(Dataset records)
-------------------------

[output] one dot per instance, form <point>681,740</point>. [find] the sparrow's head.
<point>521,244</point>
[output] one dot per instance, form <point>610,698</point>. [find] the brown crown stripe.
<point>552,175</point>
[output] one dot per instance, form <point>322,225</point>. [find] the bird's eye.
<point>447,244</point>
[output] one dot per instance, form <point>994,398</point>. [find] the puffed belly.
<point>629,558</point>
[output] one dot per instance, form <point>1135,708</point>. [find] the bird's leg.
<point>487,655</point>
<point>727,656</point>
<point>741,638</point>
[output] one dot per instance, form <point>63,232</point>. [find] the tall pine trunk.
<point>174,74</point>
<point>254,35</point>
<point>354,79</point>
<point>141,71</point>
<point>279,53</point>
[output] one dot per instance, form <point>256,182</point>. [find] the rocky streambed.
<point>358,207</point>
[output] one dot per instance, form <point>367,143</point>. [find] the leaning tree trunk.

-------------------------

◆ TASK: Scale every x and y coordinate in the listing's answer points by 1.15, rounding to whole numbers with halves going up. Reproduce all lines of the listing, requests included, and leave the requests and their format samples unchanged.

◆ ANSWER TO THIS EXERCISE:
[output] one dot per instance, form <point>681,740</point>. [find] the sparrow's head.
<point>599,281</point>
[output] one dot per instance, form <point>610,698</point>. [find] the brown crown stripe.
<point>635,201</point>
[output] one dot per instance, form <point>322,225</point>. [find] the bird's eye.
<point>514,281</point>
[output] one dot per instance, form <point>994,398</point>. [find] the puffed belly.
<point>723,642</point>
[output] one dot per instance, form <point>1135,708</point>. [find] the bird's leg.
<point>560,753</point>
<point>836,754</point>
<point>852,734</point>
[output] one dot per instance, form <point>63,232</point>. [find] the tall pine trunk.
<point>200,85</point>
<point>292,40</point>
<point>407,91</point>
<point>162,82</point>
<point>321,61</point>
[output] one dot per instance, form <point>256,182</point>. [find] the rocky streambed.
<point>412,238</point>
[output] one dot per instance, form <point>367,143</point>. [find] the leaning tree trunk.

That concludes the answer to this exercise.